● Location annotation dataset excerpts:
····················
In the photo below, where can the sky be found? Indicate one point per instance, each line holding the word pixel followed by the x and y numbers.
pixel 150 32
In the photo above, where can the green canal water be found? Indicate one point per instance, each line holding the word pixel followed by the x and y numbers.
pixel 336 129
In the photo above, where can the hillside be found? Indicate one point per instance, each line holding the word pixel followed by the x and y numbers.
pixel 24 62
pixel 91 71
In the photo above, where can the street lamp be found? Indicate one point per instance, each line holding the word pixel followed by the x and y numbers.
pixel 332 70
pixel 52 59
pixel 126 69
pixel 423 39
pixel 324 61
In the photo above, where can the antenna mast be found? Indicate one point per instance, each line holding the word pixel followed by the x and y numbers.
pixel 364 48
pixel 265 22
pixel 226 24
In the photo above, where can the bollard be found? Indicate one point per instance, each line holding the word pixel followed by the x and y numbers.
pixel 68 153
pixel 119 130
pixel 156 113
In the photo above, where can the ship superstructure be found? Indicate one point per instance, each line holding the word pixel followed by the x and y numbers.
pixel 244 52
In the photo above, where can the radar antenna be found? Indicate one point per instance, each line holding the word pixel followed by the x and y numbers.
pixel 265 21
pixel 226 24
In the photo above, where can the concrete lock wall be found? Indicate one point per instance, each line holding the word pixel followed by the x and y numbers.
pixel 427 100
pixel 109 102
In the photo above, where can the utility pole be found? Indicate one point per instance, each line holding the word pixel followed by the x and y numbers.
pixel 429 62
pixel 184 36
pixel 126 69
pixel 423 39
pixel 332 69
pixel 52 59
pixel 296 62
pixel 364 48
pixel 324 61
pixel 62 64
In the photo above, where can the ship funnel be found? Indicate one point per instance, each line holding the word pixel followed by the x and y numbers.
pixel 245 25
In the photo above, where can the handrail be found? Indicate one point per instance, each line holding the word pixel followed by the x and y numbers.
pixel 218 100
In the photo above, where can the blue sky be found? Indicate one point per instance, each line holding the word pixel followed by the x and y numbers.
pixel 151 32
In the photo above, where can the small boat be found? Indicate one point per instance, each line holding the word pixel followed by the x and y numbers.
····················
● Request: Starting at the line that contains "In the photo above, where can the ship funnel" and ending with the final line of the material, write out every line again, requests included, and increase each coordinate in the answers by 73.

● Worked solution:
In the photo above, where can the ship funnel be found? Indicate one point per instance, each line holding the word pixel followed by the x and y numbers.
pixel 318 98
In the photo above, where can the handrail be found? Indicate one point per instance, each line holding the word pixel followed by the x and y numbers.
pixel 291 173
In the photo above, where can the blue sky be found? Indicate one point per instance, each line holding the word pixel followed by the x and y numbers.
pixel 224 105
In the photo above, where can the small boat be found? Indicate one point per instance, each line holding the word pixel followed by the x and y numbers.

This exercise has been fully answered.